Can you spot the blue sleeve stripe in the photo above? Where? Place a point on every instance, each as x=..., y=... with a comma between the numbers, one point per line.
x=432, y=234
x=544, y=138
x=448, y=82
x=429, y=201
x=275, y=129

◆ ◆ ◆ ◆

Print the material once more, keeping every word as it is.

Finished task:
Can you spot the blue sleeve stripe in the photo above? Where? Place a point on every instance, each as x=..., y=... with a comma between the numbers, one point per line.
x=432, y=234
x=544, y=138
x=448, y=82
x=429, y=201
x=275, y=129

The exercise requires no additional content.